▸ Task
Copy out, character for character, the part of the entries below that starts with the line containing "An instance of the white" and runs to the end of the entries, including both that first line and the last line.

▸ Records for the exercise
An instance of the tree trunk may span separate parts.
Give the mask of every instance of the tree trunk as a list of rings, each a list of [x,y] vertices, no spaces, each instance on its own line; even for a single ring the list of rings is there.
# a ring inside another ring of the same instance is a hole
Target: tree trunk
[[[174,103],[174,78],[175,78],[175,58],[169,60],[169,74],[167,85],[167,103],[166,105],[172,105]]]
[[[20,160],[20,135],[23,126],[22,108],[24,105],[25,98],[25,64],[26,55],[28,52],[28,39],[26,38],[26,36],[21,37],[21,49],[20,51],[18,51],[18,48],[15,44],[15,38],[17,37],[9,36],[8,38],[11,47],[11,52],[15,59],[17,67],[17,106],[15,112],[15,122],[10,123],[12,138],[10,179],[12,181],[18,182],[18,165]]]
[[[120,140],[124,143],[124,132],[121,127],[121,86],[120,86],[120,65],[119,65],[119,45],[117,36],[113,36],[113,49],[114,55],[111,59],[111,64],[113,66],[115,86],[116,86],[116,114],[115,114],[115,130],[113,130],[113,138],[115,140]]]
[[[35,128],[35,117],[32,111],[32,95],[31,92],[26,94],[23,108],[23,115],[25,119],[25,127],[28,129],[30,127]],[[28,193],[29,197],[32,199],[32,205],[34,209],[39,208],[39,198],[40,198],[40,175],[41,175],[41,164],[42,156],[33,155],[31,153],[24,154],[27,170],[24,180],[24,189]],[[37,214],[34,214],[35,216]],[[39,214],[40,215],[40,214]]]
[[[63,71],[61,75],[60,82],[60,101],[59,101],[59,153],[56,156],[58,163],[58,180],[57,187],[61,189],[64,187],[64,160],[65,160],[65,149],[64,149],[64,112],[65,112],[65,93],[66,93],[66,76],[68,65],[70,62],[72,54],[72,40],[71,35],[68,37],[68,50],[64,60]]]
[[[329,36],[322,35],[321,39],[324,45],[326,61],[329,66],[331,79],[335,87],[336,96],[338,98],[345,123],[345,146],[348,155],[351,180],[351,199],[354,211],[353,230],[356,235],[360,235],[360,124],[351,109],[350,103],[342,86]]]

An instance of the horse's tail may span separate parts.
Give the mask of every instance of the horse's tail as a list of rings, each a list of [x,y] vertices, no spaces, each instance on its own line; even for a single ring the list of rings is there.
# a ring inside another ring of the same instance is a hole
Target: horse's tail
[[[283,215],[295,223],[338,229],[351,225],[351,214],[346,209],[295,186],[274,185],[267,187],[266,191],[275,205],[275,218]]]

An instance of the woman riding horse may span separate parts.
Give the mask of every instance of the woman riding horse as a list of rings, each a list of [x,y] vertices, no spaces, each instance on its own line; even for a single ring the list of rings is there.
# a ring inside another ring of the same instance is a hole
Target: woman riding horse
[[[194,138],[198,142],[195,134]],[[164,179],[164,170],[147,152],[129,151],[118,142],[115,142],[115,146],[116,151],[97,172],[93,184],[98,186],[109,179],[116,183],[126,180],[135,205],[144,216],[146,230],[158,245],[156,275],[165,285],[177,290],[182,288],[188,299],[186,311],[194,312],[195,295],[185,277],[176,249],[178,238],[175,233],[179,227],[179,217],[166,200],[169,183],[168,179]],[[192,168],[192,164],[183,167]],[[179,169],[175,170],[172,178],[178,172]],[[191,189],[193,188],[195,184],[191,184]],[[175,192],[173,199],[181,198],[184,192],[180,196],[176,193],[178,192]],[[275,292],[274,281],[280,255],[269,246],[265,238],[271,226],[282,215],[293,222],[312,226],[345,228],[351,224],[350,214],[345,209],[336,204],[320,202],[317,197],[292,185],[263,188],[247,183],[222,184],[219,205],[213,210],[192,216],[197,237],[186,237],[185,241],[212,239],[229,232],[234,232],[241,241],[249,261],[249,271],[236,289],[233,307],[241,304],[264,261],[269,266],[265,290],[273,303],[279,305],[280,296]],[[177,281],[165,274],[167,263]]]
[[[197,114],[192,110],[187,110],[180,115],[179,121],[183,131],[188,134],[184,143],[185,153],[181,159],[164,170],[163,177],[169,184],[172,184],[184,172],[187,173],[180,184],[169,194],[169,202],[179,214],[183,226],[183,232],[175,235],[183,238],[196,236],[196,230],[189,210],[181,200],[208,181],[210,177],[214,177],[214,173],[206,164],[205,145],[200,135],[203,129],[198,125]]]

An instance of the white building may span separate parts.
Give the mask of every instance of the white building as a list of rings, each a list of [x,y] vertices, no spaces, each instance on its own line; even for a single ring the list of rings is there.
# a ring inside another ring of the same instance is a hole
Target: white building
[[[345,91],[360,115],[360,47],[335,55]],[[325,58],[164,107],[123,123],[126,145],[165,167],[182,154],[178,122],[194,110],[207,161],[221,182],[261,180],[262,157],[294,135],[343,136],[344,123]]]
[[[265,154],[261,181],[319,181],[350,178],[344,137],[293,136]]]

▸ Result for this task
An instance of the white building may span separate parts.
Give the mask of every instance of the white building as a list of rings, each a list of [x,y] vertices, no spaces, each instance on its own line; even for a single ring the list of rings is there.
# a ring inside another ring of the same instance is a hole
Target: white building
[[[345,91],[360,115],[360,47],[335,55]],[[325,58],[164,107],[123,123],[126,145],[165,167],[182,154],[178,122],[194,110],[207,161],[221,182],[261,180],[262,157],[294,135],[343,136],[344,123]]]
[[[265,154],[261,181],[319,181],[350,178],[344,137],[293,136]]]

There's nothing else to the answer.